__Exercise details__: Write out the records once more, exactly, and keep any image out.

__Dataset excerpts__:
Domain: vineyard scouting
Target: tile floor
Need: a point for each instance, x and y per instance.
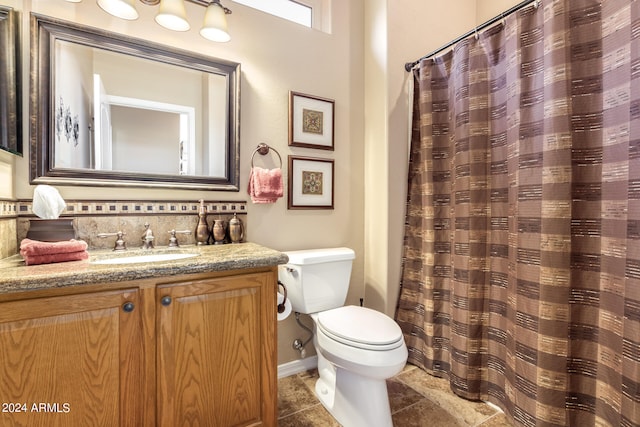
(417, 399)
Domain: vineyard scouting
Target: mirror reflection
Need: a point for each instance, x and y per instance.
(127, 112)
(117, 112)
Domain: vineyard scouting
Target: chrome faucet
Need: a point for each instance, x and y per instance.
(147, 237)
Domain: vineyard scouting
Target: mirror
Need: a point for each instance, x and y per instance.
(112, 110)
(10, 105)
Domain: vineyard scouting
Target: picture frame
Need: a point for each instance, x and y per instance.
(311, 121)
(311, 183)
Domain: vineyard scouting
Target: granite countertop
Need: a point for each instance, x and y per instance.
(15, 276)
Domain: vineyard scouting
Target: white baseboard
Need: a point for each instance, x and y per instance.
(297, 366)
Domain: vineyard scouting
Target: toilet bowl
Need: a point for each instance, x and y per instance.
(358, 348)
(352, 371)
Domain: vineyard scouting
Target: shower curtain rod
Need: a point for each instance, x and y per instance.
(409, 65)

__Answer box__:
Domain: vineyard scouting
Target: tile floor
Need: a point for each instance, x and y per instance.
(417, 399)
Domain: vineyard scouting
Target: mirror reflection
Need: a point for each instance, x and y per instance.
(127, 112)
(117, 112)
Domain: vineyard scouting
Target: chrome faucet
Need: a point for each instance, x and y per instance.
(147, 237)
Domain: vineyard scouting
Target: mirror
Need: a point for each instance, x and y per instance.
(112, 110)
(10, 105)
Domain: vineyard scouting
Target: picture frame
Need: a point for each instance, x and y per instance.
(311, 121)
(311, 183)
Domain: vineyard scouting
Target: granite countertop
Need: a point for each instance, x and y per instance.
(15, 276)
Domain: vineyard scouting
Target: white baseboard
Need: a point for each instance, x and y per instance.
(297, 366)
Domain: vineyard scouting
Target: toilet bowl
Need: a point for each instance, x and y per instance.
(358, 348)
(352, 371)
Domain: vineyard scouting
Target: shower curtain rod
Need: a point for each instance, x and y per instance.
(409, 65)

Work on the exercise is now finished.